[Opening RECORDS FOR THE TASK section]
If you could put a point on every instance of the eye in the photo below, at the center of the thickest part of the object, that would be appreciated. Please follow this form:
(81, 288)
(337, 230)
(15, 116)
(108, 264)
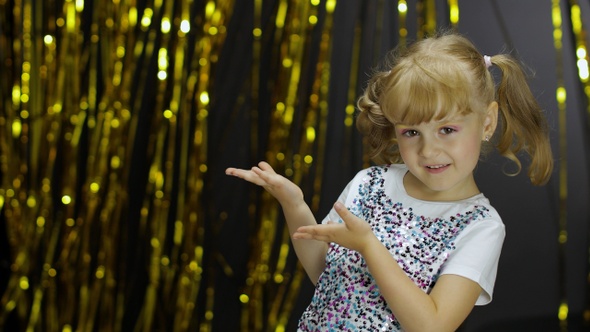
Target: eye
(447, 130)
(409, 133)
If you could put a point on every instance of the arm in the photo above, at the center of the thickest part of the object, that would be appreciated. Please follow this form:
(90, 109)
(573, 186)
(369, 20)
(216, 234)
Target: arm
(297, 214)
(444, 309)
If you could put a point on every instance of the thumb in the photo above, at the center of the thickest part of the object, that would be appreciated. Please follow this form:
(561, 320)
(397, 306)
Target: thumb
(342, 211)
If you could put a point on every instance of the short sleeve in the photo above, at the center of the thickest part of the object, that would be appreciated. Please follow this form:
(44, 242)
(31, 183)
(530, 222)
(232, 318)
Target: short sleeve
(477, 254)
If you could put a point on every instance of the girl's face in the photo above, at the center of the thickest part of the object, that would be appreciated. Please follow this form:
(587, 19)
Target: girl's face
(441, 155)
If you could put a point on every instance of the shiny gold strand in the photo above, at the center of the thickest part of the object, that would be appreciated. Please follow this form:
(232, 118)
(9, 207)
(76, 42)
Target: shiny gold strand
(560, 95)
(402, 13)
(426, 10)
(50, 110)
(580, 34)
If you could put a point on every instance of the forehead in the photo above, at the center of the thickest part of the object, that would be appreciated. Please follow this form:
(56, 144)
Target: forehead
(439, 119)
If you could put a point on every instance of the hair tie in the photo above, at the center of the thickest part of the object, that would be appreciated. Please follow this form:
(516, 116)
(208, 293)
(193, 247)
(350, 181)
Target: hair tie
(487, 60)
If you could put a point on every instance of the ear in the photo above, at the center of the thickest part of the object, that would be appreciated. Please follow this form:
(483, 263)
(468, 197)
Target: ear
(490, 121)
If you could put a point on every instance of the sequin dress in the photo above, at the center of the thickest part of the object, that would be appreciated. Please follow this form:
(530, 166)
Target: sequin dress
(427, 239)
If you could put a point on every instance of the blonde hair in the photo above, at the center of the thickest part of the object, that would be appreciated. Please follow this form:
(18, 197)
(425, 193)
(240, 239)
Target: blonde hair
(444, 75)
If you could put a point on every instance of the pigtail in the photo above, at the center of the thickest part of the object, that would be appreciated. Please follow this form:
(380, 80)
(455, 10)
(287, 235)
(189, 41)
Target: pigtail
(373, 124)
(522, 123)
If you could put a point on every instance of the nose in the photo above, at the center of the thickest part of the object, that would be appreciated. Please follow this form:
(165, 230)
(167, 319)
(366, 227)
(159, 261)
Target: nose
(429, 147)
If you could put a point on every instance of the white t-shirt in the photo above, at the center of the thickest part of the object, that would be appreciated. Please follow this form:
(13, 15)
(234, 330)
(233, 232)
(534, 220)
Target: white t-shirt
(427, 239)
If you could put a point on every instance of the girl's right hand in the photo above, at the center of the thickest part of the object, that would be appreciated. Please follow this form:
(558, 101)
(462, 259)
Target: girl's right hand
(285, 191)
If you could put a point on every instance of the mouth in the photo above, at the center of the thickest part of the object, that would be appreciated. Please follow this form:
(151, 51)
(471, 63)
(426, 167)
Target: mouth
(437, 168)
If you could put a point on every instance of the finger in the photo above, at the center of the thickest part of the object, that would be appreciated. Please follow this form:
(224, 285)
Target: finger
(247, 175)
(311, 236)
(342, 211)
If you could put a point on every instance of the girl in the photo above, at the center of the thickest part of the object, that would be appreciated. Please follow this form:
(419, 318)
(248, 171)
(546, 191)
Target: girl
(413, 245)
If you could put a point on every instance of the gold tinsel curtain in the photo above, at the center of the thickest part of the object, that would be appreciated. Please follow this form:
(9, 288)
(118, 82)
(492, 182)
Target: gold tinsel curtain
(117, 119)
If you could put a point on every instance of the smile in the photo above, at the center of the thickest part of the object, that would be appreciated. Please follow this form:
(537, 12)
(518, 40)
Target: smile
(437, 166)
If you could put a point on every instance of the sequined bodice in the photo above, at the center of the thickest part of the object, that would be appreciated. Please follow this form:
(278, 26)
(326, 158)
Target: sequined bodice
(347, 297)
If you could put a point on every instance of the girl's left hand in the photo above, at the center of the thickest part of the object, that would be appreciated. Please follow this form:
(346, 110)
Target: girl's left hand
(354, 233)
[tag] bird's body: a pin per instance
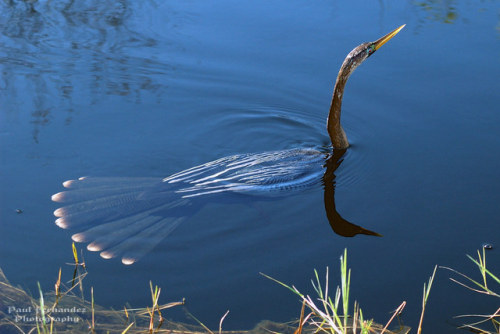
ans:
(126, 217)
[Closing RECORDS FOR THE TASK section]
[Opening RECORDS FOR THE TASK section]
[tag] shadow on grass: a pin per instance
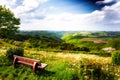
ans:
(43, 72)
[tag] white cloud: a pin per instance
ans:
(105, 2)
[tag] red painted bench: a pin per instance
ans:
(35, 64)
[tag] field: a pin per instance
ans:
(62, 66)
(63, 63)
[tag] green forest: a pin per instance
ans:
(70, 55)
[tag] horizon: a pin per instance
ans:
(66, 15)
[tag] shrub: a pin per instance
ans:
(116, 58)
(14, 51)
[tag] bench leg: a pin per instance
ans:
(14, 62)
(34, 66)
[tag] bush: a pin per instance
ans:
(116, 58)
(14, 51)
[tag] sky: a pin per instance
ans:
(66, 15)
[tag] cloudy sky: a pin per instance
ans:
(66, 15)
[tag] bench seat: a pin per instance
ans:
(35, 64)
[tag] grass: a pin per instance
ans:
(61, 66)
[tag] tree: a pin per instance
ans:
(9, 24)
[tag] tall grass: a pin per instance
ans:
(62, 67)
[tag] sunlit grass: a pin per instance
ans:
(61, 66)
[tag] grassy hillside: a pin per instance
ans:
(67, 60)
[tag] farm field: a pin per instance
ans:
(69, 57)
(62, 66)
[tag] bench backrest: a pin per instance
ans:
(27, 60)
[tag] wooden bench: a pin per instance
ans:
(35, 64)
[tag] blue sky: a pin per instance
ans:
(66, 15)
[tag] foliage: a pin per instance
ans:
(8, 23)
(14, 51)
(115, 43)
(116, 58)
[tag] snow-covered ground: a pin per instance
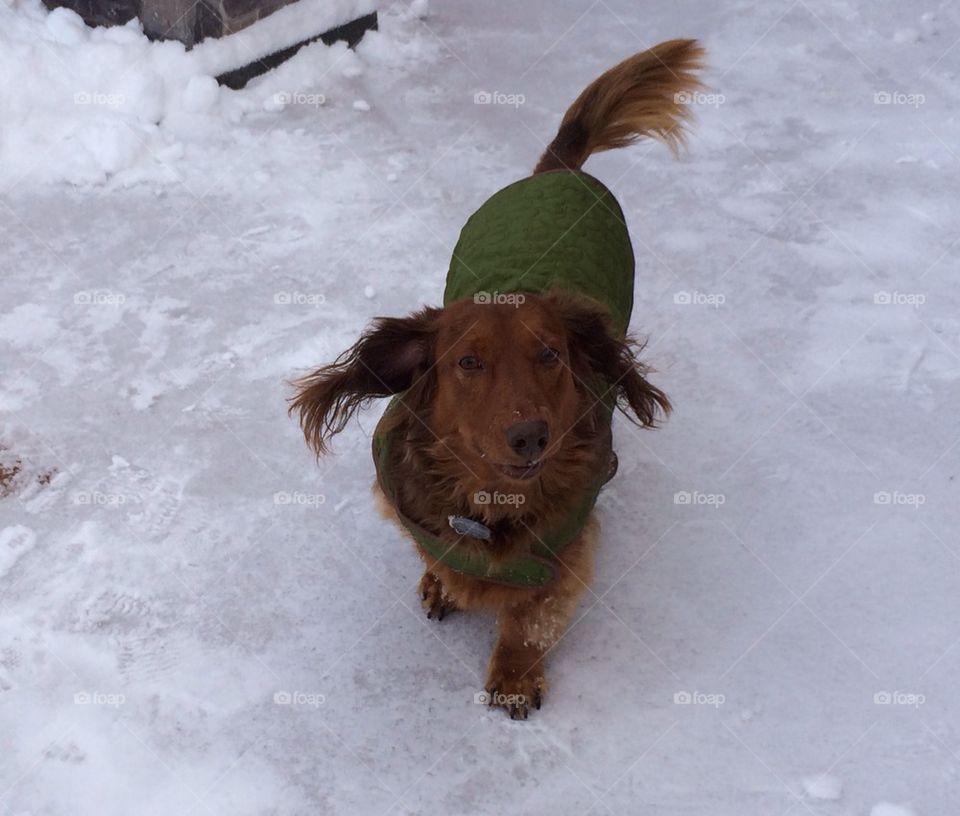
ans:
[Closing RECORDS FOR THE TASK section]
[Opening RECORDS FOR THE TASK section]
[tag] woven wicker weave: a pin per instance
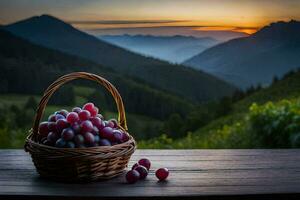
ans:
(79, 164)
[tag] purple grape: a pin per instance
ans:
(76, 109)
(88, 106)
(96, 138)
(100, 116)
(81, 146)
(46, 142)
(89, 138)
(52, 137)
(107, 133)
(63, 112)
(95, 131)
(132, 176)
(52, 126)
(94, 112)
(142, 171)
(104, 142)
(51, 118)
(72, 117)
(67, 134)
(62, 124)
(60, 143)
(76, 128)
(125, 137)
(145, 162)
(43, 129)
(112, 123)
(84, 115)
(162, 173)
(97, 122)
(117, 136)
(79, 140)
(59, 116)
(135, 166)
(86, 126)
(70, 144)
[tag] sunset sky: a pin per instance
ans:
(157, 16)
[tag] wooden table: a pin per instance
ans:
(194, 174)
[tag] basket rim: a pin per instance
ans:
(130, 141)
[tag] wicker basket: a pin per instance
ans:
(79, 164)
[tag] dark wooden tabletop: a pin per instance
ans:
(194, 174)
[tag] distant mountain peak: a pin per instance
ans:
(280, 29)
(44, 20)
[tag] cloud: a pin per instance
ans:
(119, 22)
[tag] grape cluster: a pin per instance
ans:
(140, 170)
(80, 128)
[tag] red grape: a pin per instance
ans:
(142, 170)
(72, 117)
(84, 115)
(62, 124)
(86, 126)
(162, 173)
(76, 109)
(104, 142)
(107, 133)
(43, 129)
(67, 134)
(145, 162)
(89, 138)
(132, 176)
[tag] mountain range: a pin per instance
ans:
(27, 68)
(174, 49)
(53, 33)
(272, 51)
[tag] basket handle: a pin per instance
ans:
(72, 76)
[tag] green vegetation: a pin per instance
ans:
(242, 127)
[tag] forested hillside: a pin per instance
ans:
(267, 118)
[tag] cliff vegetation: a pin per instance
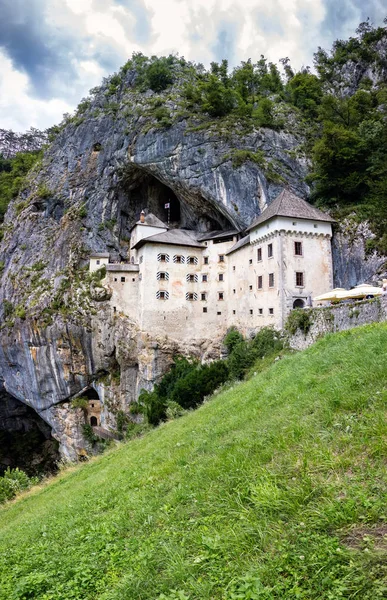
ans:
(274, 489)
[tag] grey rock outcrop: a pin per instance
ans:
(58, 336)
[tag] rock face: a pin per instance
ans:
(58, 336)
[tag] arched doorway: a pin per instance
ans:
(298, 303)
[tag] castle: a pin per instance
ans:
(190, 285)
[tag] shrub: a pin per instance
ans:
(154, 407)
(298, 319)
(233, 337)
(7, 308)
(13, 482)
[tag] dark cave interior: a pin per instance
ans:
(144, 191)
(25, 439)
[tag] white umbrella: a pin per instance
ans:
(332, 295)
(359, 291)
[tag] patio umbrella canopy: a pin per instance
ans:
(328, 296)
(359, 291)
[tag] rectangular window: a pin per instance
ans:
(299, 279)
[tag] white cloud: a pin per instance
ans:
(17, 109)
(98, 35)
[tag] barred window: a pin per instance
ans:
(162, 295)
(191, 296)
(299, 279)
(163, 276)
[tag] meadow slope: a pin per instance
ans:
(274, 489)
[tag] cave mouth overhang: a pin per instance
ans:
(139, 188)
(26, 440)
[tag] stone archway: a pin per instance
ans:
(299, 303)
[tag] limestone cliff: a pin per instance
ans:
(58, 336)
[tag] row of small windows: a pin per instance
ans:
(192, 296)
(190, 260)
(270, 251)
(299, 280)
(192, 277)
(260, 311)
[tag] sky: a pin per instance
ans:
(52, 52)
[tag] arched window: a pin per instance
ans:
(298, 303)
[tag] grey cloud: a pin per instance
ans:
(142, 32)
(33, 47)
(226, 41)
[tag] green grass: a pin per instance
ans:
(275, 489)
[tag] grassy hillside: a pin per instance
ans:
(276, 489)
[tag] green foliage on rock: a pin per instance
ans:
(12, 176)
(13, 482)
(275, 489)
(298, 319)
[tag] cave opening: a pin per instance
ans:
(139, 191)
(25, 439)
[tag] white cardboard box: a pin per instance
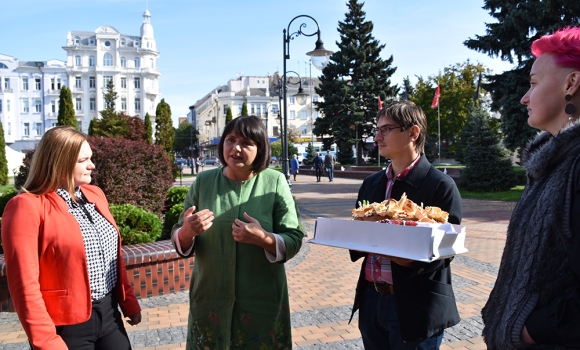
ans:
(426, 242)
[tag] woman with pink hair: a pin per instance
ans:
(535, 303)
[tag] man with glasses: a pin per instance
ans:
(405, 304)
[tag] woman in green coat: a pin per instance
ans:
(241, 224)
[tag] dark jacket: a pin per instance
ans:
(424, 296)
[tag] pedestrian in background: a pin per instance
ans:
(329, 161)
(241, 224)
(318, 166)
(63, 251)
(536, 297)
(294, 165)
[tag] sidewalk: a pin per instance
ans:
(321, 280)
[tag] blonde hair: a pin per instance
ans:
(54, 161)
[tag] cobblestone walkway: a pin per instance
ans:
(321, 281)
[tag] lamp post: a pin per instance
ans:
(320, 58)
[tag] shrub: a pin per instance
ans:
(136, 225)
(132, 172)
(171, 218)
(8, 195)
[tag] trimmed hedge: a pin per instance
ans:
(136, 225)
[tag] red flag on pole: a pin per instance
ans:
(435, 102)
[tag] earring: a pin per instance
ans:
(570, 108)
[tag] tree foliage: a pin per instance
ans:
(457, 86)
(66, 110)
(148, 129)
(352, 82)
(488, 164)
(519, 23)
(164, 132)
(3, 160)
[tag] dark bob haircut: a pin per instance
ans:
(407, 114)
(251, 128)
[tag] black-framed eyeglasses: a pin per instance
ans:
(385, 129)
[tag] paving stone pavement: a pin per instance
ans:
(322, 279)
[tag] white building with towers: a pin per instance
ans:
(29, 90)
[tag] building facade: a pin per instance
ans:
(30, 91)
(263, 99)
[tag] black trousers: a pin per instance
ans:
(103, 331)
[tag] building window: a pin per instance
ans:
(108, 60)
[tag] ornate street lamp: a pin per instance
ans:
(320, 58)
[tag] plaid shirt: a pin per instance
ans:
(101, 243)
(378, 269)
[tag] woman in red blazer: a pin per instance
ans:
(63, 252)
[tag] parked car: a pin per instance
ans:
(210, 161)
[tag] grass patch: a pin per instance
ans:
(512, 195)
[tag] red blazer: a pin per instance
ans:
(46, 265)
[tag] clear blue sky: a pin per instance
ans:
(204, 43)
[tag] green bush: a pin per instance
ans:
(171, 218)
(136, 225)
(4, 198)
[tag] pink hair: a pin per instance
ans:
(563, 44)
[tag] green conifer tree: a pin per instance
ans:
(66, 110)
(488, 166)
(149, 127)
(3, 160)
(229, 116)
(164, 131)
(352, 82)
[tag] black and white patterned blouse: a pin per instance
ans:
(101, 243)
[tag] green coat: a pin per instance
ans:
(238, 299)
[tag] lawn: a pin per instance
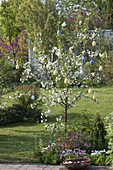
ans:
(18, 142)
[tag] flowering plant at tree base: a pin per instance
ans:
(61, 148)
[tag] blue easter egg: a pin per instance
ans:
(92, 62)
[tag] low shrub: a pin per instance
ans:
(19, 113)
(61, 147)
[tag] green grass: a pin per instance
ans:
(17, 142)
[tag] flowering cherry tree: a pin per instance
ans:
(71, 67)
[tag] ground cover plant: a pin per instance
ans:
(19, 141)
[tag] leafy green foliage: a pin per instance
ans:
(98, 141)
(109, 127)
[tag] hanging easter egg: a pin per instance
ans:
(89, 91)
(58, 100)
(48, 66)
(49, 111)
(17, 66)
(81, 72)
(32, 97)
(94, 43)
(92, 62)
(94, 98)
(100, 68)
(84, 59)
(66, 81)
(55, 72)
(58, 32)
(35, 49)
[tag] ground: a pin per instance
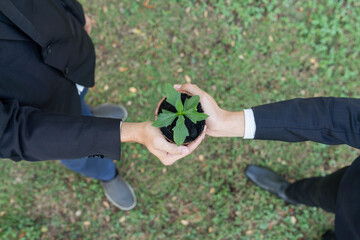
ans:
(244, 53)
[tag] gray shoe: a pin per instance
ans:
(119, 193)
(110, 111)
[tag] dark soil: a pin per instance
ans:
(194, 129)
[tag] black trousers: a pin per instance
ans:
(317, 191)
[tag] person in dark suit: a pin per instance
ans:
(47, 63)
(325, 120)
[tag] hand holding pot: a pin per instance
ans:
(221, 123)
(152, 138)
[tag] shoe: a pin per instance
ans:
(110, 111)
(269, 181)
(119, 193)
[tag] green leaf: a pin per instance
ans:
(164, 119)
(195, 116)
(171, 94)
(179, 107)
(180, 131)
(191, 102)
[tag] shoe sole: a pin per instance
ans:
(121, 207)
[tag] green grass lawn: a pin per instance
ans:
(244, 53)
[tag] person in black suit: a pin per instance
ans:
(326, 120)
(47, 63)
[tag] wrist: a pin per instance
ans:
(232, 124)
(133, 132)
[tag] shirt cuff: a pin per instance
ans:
[Closing RECORDS FOR THE TASK section]
→ **WORK TASK**:
Check each line above for the string "rock" and copy the ones that have it.

→ **FINISHED TASK**:
[tag] grey rock outcrop: a pin per instance
[tag] rock face: a pin per instance
[tag] green foliage on rock: a pin per instance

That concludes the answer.